── Data provided

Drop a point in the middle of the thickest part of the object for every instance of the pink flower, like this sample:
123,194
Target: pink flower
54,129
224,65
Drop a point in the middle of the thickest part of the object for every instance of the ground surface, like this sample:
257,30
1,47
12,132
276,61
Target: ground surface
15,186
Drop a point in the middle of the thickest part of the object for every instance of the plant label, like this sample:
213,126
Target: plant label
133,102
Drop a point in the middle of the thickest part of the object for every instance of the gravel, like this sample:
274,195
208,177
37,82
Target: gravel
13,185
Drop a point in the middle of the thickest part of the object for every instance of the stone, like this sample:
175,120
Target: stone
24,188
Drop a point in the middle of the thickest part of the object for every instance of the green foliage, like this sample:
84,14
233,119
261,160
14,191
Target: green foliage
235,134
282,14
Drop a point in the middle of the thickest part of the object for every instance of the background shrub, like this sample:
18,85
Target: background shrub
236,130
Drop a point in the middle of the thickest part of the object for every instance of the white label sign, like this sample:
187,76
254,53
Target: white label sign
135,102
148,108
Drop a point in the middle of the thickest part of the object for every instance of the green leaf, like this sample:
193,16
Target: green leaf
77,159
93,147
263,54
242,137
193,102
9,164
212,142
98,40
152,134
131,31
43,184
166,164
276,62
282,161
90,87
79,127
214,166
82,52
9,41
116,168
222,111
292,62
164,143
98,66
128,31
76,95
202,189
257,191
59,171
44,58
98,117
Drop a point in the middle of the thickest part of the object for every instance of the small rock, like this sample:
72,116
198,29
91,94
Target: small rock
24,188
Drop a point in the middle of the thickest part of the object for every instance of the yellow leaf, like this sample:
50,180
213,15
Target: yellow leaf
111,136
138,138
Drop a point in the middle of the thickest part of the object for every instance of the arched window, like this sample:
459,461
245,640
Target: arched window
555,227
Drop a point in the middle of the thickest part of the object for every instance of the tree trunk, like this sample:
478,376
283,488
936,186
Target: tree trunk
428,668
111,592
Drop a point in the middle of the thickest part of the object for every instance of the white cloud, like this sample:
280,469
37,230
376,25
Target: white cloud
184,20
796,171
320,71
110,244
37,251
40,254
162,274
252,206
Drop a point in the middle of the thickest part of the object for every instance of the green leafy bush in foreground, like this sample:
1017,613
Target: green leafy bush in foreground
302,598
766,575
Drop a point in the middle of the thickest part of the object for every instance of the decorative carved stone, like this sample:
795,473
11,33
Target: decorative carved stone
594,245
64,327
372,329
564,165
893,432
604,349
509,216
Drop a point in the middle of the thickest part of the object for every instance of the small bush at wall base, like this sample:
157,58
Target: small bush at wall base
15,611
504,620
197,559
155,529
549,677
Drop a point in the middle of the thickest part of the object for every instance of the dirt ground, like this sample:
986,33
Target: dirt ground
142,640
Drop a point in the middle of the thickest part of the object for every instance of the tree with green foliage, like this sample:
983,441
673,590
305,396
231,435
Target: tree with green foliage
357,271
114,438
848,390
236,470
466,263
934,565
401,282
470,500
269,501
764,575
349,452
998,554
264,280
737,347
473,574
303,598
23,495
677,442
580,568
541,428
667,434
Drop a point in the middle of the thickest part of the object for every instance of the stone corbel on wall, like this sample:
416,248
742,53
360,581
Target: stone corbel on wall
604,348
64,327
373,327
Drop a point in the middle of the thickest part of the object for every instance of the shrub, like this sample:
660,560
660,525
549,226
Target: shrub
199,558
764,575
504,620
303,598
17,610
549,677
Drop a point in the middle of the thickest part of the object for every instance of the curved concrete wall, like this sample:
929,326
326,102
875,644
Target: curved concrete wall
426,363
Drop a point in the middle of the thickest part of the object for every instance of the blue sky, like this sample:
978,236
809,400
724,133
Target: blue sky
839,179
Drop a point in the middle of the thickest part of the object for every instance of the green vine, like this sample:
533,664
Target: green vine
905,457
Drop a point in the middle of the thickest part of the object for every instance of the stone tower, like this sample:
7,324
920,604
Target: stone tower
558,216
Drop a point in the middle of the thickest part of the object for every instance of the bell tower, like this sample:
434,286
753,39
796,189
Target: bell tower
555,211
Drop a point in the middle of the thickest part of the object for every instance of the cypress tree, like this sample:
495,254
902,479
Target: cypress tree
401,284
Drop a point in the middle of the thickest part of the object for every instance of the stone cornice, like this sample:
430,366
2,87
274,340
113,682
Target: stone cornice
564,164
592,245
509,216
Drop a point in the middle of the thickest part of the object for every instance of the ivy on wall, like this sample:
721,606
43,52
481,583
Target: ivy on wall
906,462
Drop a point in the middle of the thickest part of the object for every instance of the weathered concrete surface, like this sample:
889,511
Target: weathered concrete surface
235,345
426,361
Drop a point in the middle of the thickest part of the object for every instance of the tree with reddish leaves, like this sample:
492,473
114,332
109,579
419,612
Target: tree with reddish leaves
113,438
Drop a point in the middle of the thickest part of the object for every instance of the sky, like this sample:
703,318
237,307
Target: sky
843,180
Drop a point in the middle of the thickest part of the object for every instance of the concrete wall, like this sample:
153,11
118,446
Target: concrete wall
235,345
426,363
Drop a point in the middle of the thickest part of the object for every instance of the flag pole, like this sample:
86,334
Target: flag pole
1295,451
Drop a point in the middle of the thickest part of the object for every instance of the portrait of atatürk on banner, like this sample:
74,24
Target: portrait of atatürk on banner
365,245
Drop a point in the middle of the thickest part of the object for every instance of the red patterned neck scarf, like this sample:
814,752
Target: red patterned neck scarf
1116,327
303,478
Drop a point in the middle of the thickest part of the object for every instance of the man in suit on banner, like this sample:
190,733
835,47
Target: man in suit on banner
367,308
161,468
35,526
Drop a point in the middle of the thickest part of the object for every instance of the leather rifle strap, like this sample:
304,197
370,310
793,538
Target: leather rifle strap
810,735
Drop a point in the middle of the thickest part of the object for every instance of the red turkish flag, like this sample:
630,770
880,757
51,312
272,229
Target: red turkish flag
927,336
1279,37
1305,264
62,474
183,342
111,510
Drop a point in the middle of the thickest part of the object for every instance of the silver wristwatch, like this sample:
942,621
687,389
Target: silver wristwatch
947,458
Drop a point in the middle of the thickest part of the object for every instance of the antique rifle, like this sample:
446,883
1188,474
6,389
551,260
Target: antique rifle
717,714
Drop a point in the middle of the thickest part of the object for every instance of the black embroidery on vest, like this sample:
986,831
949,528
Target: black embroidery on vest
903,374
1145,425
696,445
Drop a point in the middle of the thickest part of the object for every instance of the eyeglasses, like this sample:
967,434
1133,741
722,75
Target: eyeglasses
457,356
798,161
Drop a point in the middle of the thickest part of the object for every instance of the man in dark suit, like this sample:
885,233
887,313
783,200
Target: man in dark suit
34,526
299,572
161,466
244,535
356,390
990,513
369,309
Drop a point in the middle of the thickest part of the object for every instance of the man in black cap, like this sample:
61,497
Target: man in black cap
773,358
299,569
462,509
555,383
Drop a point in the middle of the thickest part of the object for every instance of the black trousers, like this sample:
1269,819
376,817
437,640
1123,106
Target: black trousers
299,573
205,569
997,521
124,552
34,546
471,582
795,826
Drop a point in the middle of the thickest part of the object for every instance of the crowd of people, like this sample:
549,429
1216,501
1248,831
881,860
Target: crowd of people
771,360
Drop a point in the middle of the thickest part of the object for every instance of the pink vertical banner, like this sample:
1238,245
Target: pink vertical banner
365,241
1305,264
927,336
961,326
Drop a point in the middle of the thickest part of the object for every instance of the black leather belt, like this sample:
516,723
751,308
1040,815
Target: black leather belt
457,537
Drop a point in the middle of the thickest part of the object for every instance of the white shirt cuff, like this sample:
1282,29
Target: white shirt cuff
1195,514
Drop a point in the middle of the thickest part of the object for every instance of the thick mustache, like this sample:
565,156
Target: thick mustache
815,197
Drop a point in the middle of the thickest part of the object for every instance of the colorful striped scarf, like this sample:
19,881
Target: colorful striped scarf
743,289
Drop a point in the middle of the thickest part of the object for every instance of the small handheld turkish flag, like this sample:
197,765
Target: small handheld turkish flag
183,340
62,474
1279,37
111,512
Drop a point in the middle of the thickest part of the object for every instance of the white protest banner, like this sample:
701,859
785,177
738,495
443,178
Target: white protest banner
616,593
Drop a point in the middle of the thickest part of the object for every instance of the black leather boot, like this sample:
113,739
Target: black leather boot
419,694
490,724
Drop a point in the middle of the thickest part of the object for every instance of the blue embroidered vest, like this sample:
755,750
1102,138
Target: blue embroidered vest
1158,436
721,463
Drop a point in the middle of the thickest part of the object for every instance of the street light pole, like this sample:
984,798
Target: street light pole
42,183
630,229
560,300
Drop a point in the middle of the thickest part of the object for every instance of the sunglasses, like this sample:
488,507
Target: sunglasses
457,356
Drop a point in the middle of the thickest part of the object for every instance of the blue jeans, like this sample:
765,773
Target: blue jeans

────

**What is asked:** Give again the lines from the line holding "leather boot, like" through the close of the listing, both included, exactly as written and with nothing else.

**Response to the task:**
Drop a point in the middle of the thickest part of the object for every instance of the black leather boot, like this sample:
113,739
Target: black leather boot
419,694
490,724
Drop a point in the middle of the thickest part of the object for every instance of the blue embroidered vest, like this sample:
755,750
1102,138
Target: blue embroidered vest
1158,436
721,463
Drop a point in the middle of the thickest part of the object for every instance of the street light pole, like this sample:
984,798
Target: street light pole
42,183
630,229
560,300
Drop a point in the middle of the thickest part of the object for every instance of the sunglasses, like this sample:
488,507
Target: sunglasses
457,356
Drop a point in the middle of the thickest part of the object for every instance of the blue jeans, like this sample:
765,773
Target: blue jeans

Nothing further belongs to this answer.